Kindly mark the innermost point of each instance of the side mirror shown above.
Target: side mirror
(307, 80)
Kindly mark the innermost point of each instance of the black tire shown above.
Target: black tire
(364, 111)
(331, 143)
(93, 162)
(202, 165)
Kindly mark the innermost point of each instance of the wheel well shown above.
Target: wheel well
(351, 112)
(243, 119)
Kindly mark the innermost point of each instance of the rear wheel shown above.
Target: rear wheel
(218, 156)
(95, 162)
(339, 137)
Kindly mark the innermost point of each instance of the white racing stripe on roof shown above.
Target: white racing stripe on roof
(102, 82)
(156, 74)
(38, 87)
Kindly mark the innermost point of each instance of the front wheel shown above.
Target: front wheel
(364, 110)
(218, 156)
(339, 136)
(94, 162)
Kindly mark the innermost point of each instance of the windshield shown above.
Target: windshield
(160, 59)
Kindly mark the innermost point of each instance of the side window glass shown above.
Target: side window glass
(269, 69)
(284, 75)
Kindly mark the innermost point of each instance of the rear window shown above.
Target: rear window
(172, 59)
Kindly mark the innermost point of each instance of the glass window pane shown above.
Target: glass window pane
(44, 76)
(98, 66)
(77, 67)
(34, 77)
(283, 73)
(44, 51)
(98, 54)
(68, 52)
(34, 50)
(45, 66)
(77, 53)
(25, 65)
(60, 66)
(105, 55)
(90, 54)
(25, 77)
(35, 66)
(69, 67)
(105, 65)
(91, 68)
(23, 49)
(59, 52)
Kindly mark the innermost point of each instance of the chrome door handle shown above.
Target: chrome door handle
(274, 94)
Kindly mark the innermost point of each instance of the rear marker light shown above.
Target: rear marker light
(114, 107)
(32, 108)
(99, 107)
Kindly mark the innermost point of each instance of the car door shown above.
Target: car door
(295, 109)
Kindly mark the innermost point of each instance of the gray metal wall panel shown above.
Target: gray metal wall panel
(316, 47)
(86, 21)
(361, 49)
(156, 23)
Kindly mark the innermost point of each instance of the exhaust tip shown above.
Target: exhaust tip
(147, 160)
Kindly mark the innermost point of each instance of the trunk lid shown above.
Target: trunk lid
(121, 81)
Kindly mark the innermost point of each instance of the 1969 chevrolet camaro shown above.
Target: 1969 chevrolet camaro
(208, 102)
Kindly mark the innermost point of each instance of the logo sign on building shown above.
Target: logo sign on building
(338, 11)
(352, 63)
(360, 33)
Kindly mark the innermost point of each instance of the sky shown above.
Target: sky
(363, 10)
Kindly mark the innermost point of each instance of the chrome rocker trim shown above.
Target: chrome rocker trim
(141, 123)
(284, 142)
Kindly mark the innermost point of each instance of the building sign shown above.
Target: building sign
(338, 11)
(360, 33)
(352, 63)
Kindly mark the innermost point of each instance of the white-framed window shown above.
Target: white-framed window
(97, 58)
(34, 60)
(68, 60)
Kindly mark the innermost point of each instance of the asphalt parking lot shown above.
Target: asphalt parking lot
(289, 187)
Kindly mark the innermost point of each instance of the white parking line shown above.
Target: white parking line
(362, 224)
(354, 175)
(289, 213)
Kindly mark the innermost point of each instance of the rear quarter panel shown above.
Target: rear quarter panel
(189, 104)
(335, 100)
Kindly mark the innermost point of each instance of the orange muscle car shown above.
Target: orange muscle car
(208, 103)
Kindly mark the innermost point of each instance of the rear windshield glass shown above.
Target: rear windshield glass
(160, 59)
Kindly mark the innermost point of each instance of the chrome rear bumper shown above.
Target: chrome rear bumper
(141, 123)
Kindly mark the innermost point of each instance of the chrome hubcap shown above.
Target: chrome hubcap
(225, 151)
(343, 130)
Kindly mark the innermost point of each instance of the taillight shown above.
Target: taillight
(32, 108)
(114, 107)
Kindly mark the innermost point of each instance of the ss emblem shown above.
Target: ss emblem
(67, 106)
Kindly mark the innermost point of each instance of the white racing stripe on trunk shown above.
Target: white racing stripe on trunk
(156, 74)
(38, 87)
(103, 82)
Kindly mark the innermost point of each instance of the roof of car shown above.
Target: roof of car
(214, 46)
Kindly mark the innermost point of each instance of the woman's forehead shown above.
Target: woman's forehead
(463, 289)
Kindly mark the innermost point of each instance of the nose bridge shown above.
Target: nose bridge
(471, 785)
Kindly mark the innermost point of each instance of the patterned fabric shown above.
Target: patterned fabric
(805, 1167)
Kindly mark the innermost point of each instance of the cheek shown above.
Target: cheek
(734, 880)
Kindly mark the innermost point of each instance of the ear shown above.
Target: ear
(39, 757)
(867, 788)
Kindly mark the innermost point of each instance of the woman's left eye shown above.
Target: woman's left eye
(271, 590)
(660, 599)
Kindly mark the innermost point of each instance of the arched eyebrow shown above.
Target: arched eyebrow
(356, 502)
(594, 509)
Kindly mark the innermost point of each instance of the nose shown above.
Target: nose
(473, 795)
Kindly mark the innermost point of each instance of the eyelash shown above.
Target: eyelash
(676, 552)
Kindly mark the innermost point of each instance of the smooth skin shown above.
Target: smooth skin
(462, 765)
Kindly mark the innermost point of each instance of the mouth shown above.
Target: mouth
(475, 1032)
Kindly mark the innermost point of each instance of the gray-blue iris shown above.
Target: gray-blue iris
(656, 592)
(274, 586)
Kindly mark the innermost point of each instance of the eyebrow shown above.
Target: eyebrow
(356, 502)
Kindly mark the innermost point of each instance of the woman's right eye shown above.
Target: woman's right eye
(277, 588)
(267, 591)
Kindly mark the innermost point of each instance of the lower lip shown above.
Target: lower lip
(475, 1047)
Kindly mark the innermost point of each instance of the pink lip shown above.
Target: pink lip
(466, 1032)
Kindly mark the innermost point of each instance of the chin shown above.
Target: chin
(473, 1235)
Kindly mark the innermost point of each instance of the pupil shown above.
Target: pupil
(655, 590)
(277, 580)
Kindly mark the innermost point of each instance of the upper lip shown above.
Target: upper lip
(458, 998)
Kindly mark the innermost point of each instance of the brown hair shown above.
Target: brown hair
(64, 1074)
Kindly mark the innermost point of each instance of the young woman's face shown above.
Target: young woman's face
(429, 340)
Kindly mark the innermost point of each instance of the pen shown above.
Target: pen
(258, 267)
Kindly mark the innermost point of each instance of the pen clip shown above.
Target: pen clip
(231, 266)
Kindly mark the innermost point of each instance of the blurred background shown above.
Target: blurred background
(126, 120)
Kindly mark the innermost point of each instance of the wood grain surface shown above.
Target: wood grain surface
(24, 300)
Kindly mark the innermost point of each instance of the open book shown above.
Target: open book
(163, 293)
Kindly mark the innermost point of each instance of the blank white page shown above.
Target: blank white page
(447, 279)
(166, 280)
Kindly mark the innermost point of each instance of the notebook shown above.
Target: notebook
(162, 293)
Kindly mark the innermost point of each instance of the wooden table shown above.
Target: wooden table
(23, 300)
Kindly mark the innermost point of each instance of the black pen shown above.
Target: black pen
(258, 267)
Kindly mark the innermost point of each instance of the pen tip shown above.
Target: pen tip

────────────────────

#### Brief:
Transcribe all of the material above, line for line and without any alteration.

#### Complete response:
Kindly mark the innermost point of each instance of the side mirror shown above.
Target: side mirror
(307, 80)
Kindly mark the innermost point of each instance of the black tire shown above.
Target: black tire
(364, 111)
(331, 143)
(93, 162)
(202, 165)
Kindly mark the innermost point of each instance of the wheel well shown above.
Target: wheel well
(351, 112)
(243, 119)
Kindly mark the innermost point of each instance of the rear wheel shown above.
Target: rear wheel
(218, 156)
(95, 162)
(339, 137)
Kindly mark the innermost point of each instance of the white racing stripe on roof shown above.
Target: white racing stripe on roof
(102, 82)
(156, 74)
(38, 87)
Kindly mark the innermost point of each instance of the front wheel shown above.
Target: front wheel
(364, 110)
(218, 156)
(339, 136)
(94, 162)
Kindly mark the innermost point of each instance of the windshield shown above.
Target: windshield
(160, 59)
Kindly mark the innermost point of each instance of the side window glass shown above.
Target: side window glass
(269, 69)
(284, 75)
Kindly mark the innermost point of each instance of the rear window shown above.
Target: rear window
(172, 59)
Kindly mark the innermost point of each instance of the glass window pane shown above.
Target: glass window pane
(44, 76)
(98, 66)
(77, 67)
(34, 77)
(283, 73)
(44, 51)
(98, 54)
(68, 52)
(34, 50)
(45, 66)
(77, 53)
(25, 65)
(60, 66)
(105, 55)
(90, 54)
(25, 77)
(35, 66)
(69, 67)
(105, 65)
(91, 68)
(23, 49)
(59, 52)
Kindly mark the innermost point of each instance of the chrome door handle shown above.
Target: chrome door handle
(274, 94)
Kindly mark the innermost point of each instance of the rear marker light shown above.
Target: rear marker light
(114, 107)
(32, 108)
(99, 107)
Kindly mark the innermost point of each instance of the car door shown above.
Target: car door
(295, 109)
Kindly mark the innermost point of each instance of the gray metal wall panel shown above.
Target: gray metal wall panel
(316, 47)
(86, 21)
(361, 49)
(156, 23)
Kindly mark the innermost point of each instance of the exhaust tip shown above.
Target: exhaust tip
(147, 160)
Kindly mark the innermost point of each instance of the trunk lid shown above.
Target: trunk lid
(121, 81)
Kindly mark the innermost point of each instance of the 1969 chevrolet camaro shown above.
Target: 1969 chevrolet camaro
(208, 102)
Kindly mark the innermost point of each instance of the logo sign on building shown above.
Target: logo sign on building
(338, 11)
(352, 63)
(360, 33)
Kindly mark the innermost point of each instance of the sky shown above.
Target: sky
(363, 10)
Kindly mark the innermost point of each instance of the chrome rocker trim shown above.
Target: chrome rocker trim
(141, 123)
(284, 142)
Kindly mark the innermost point of each instance of the building sign shown above.
Target: building sign
(338, 11)
(360, 33)
(352, 63)
Kindly mark the innermost point of each instance of the white-framed window shown above.
Target: white-framed window
(97, 58)
(34, 60)
(68, 60)
Kindly mark the innermost point of each instance of the asphalt parking lot shown above.
Target: asphalt parking lot
(289, 187)
Kindly mark the innermost point of each instance of the white parking line shown above.
Target: white parking line
(362, 224)
(354, 175)
(289, 213)
Kindly mark the innermost point of each instance of the rear quarter panel shown above.
Target: rear quarter panel
(189, 104)
(335, 100)
Kindly mark the innermost point of each instance of the orange muscle car shown above.
Target: orange muscle car
(208, 103)
Kindly mark the innermost point of each instance of the rear windshield glass shown above.
Target: rear windshield glass
(160, 59)
Kindly mark the innermost point of each instance of the chrome rear bumper shown above.
Target: chrome rear bumper
(141, 123)
Kindly mark the innermost point of each instance of the chrome hubcap shown above.
Target: chrome hubcap
(225, 151)
(343, 130)
Kindly mark the innermost point of each instance of the taillight shown above.
Target: taillight
(32, 108)
(114, 107)
Kindly mark the innermost point of each instance of the ss emblem shown above.
Target: ss emblem
(67, 106)
Kindly mark the innermost point of each instance of the white racing stripe on trunk shown above.
Target: white racing stripe on trunk
(156, 74)
(38, 87)
(103, 82)
Kindly mark the innermost point of each instance of the roof of car shown above.
Target: roof of car
(214, 46)
Kindly mark the innermost point of each instance of the woman's forehead shown above.
Target: woman's forehead
(463, 289)
Kindly mark the innermost point of each instance of the nose bridge shown above.
Target: nose bridge
(471, 785)
Kindly mark the innermost point of each instance of the patterned fabric shown above.
Target: patterned fabric
(805, 1167)
Kindly mark the innermost point of each instance of the cheek shown above.
Target: cheek
(734, 880)
Kindly mark the innermost point of each instance of the ear shown above.
Target: ear
(39, 757)
(867, 788)
Kindly mark the innermost point of each instance of the woman's left eye shown above.
Target: woman's left eye
(271, 590)
(660, 599)
Kindly mark the innermost point of each instance of the arched eyebrow shown above.
Target: arched eyebrow
(356, 502)
(594, 509)
Kindly mark the innermost point of each instance of the nose shown above.
Target: nose
(473, 795)
Kindly mark the innermost point of each instance of the eyelash shown above.
Target: eyelash
(676, 552)
Kindly mark the innermost point of each instance of the smooth skin shown above.
Target: smooth skin
(462, 765)
Kindly mark the innermost point of each instance of the mouth shown above.
Target: mouth
(475, 1032)
Kindly mark the innermost point of each instance of the gray-blue iris shown above.
Target: gray-blue iris
(656, 592)
(274, 586)
Kindly mark the innermost point of each instance of the eyebrow shown above.
Target: eyebrow
(356, 502)
Kindly mark the innermost point of each instance of the woman's right eye shown above.
Target: woman's right eye
(277, 588)
(267, 591)
Kindly mark the innermost point of each instance of the lower lip shown above.
Target: lower lip
(475, 1047)
Kindly mark the innermost point of each instance of the pink lip shown above.
Target: pink lip
(466, 1032)
Kindly mark the innermost point of each instance of the chin shown above.
Target: chin
(473, 1235)
Kindly mark the innermost point of each instance of the pupil shown above.
Target: pupil
(655, 590)
(277, 580)
Kindly mark the innermost point of each instance of the upper lip shown above.
Target: upper lip
(458, 998)
Kindly mark the innermost point of each instance of the brown hair shown above.
Target: brown hair
(64, 1074)
Kindly mark the innermost point of each instance of the young woman's face shown above.
Target: young woman's face
(429, 340)
Kindly mark the innermost point of each instance of the pen shown above.
Target: pen
(258, 267)
Kindly mark the innermost point of each instance of the pen clip shown above.
Target: pen clip
(231, 266)
Kindly mark the innermost point of each instance of the blurred background shown above.
Target: blurred background
(126, 120)
Kindly mark the innermost point of each instance of the wood grain surface shown above.
Target: wood grain surface
(24, 300)
Kindly mark the innermost point of each instance of the open book shown above.
Target: open book
(163, 293)
Kindly mark the innermost point of each instance of the blank white page shown above.
Target: blank white page
(447, 279)
(166, 280)
Kindly mark the innermost point of each instance of the notebook shown above.
Target: notebook
(162, 293)
Kindly mark the innermost point of each instance of the wooden table shown above.
Target: wooden table
(23, 300)
Kindly mark the innermost point of each instance of the black pen shown above.
Target: black pen
(258, 267)
Kindly mark the innermost point of each instance of the pen tip shown above.
Target: pen tip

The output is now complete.